--- START Entries shown ---

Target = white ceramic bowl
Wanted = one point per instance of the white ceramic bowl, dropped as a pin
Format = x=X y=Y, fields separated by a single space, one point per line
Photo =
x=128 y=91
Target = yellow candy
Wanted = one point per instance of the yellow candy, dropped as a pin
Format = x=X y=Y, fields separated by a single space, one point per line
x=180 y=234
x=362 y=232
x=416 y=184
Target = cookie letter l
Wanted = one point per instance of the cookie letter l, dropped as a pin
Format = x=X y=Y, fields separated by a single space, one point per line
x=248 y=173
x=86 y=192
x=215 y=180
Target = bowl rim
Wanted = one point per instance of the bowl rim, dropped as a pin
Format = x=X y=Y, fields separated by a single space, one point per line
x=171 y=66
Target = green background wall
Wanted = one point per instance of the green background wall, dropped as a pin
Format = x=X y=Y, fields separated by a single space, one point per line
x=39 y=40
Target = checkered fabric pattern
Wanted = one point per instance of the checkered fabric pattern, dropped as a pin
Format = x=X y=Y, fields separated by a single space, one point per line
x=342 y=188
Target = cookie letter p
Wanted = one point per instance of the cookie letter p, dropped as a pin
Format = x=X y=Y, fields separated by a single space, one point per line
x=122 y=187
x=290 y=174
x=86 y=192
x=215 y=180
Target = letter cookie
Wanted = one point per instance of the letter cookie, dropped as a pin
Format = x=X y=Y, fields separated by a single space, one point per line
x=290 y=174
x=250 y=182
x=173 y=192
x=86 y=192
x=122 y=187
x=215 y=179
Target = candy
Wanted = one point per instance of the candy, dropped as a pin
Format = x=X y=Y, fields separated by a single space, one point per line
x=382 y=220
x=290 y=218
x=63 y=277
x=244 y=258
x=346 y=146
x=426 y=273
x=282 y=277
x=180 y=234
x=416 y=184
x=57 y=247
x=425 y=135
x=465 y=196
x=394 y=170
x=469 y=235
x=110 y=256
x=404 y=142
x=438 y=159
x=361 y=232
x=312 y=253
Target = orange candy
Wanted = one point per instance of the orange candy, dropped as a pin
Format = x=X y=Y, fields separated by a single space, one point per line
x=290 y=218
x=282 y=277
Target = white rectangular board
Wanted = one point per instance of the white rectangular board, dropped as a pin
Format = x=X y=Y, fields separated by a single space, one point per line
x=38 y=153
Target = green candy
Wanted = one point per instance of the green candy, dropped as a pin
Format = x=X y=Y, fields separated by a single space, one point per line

--- END Entries shown ---

> _What you will do_
Render every line of the records above as a numbered list, omitting blank lines.

> _Finished answer_
1. Target = white ceramic bowl
2. Wanted = one point per instance of the white ceramic bowl, dropped as a pin
3. Format = x=X y=Y, fields separated by a single space, one point per line
4. Photo =
5. x=128 y=91
6. Target = yellow candy
7. Wanted = one point per instance of the yellow candy, dropped as a pin
8. Format = x=X y=Y, fields separated by a single space, one point per line
9. x=180 y=234
10. x=362 y=232
11. x=416 y=184
12. Target = cookie letter l
13. Wanted = one point per instance of the cookie letter l, dropped as a pin
14. Format = x=X y=Y, fields separated by a single space, one point per line
15. x=248 y=173
16. x=86 y=192
17. x=215 y=180
18. Target = bowl rim
19. Wanted = one point per instance of the bowl rim, dropped as a pin
20. Format = x=X y=Y, fields separated by a single space, one point per line
21. x=171 y=66
22. Target = green background wall
23. Wanted = one point per instance of the green background wall, dropped as a pin
24. Format = x=X y=Y, fields separated by a single space, one point per line
25. x=39 y=40
26. Target = checkered fabric pattern
27. Wanted = one point per instance of the checkered fabric pattern, dropped as a pin
28. Format = x=X y=Y, fields separated by a single space, one point per line
29. x=342 y=188
30. Target = cookie letter p
31. Wanted = one point per instance of the cookie letter p, dropped as a pin
32. Format = x=X y=Y, fields separated by a single space, one point per line
33. x=122 y=187
34. x=290 y=174
35. x=86 y=192
36. x=215 y=180
37. Target = letter cookie
38. Wanted = one point per instance of the letter cookie, dropped as a pin
39. Format = x=X y=Y, fields separated by a single space, one point per line
40. x=290 y=174
41. x=250 y=182
42. x=173 y=192
43. x=86 y=192
44. x=122 y=187
45. x=215 y=179
46. Target = candy
47. Wanted = one point per instance of the candy, dropped as a pin
48. Format = x=X y=Y, fields separated by a single space, one point per line
49. x=382 y=220
50. x=290 y=218
51. x=63 y=277
52. x=244 y=258
53. x=346 y=146
54. x=426 y=273
55. x=282 y=277
56. x=180 y=234
57. x=416 y=184
58. x=57 y=247
59. x=425 y=135
60. x=465 y=196
61. x=394 y=170
62. x=469 y=235
63. x=110 y=256
64. x=404 y=142
65. x=438 y=159
66. x=361 y=232
67. x=312 y=253
68. Target = orange candy
69. Wanted = one point per instance of the orange candy, dropped as a pin
70. Format = x=X y=Y, fields separated by a single space, one point per line
71. x=290 y=218
72. x=282 y=277
73. Target = white rectangular board
74. Wanted = one point per instance of the white rectangular board, dropped as a pin
75. Format = x=X y=Y, fields separated by a single space, one point per line
76. x=38 y=153
77. Target = green candy
78. Wanted = one point per instance of the green candy, dropped as a pin
79. Format = x=X y=Y, fields separated by a single space, one point per line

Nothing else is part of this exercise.